• Extracted records:
● ● ● ● ●

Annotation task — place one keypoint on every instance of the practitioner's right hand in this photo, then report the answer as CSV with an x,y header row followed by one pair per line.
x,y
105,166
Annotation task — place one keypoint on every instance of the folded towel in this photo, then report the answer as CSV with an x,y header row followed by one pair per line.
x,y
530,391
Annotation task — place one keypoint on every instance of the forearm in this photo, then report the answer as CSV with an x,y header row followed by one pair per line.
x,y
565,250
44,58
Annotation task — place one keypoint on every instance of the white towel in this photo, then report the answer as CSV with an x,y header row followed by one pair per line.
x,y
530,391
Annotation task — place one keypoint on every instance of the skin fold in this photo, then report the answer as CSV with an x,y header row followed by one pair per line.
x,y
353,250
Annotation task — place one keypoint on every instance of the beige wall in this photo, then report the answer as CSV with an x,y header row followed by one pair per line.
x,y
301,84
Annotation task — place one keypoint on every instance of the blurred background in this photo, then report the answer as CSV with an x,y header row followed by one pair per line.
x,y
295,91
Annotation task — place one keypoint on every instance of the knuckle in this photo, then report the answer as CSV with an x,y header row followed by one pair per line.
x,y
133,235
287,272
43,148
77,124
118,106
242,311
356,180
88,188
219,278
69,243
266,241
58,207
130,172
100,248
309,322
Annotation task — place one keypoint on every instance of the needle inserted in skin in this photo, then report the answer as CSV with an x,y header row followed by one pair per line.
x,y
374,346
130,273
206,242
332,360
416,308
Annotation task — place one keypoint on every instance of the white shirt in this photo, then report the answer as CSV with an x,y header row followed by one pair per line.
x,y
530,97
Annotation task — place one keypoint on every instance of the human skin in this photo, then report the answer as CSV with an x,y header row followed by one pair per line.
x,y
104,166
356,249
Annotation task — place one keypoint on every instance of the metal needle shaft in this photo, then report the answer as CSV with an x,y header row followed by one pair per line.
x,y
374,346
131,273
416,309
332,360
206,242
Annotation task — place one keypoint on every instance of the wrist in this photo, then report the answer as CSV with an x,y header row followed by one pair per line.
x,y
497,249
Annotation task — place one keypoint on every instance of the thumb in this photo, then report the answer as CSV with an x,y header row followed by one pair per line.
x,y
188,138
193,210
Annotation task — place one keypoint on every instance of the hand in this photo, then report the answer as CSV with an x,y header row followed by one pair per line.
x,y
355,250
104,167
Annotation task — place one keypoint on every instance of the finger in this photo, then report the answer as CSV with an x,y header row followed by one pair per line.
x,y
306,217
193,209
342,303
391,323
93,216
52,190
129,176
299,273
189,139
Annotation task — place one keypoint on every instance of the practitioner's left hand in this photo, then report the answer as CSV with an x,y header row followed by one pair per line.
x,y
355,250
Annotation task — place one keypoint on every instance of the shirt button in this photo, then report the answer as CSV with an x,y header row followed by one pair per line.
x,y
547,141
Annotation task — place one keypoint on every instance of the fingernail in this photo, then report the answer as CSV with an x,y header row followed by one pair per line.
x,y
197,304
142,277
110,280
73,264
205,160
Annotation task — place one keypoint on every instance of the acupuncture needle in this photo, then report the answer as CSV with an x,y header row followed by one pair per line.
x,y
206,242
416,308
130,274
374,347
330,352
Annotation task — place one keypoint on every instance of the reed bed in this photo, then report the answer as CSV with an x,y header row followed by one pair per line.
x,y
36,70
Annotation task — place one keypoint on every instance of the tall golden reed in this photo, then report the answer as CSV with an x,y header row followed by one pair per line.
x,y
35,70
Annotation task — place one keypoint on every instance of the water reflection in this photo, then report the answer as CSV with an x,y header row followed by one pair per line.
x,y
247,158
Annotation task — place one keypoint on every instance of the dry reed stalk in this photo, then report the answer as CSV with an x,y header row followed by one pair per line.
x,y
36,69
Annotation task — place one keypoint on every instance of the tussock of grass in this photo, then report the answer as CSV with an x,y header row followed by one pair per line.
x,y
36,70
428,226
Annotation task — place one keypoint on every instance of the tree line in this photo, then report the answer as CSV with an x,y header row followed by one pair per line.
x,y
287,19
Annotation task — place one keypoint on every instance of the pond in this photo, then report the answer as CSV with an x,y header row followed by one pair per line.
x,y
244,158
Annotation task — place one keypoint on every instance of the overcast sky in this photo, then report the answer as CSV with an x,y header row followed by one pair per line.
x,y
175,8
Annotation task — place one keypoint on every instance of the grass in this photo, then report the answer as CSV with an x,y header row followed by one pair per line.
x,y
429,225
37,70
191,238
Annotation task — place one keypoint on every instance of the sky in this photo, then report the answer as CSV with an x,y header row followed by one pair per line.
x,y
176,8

● ● ● ● ●

• TASK INSTRUCTIONS: Exactly reproduce the lines of the data above that run from the line containing "of the reed" through the final one.

• SOLUTION TO THE PROBLEM:
Annotation task — place one keypoint on every instance of the reed bed in this photo, then report the answer as CSV with an x,y header row followed by one pair per line.
x,y
36,70
Annotation task — place one keypoint on every instance of the tall golden reed in this photo, then report the answer as CSV with an x,y header row followed by one pair per line.
x,y
35,70
Annotation task — place one keypoint on every instance of the water reflection in this photo, then report the answer as CSV with an x,y header row followed by one pair per line.
x,y
247,158
Annotation task — place one keypoint on every instance of the dry reed stalk in this photo, then report the answer as CSV with an x,y header row followed by one pair per line.
x,y
36,69
Annotation task — place one keypoint on every instance of the tussock of grass in this photo, then report the answer as CSV with an x,y header row followed by one pair per line.
x,y
36,70
428,226
Annotation task — place one keypoint on every instance of the tree line in this photo, then report the answer as CSV with an x,y header row followed by one pair per line.
x,y
287,19
Annotation task — place one keypoint on every instance of the pond in this photo, then report the answer as CSV with an x,y header row followed by one pair per line.
x,y
244,158
Annotation task — place one keypoint on every instance of the overcast sky in this photo, then report the answer as CSV with an x,y header row followed by one pair per line.
x,y
175,8
Annotation task — place one keypoint on every instance of the grass in this photo, then report the answer as CSV with an x,y header row followed by one pair per line.
x,y
429,225
37,70
191,238
Annotation task — place one keypoint on every instance of the sky in this photo, then report the answer as CSV with an x,y header row followed by one pair per line.
x,y
176,8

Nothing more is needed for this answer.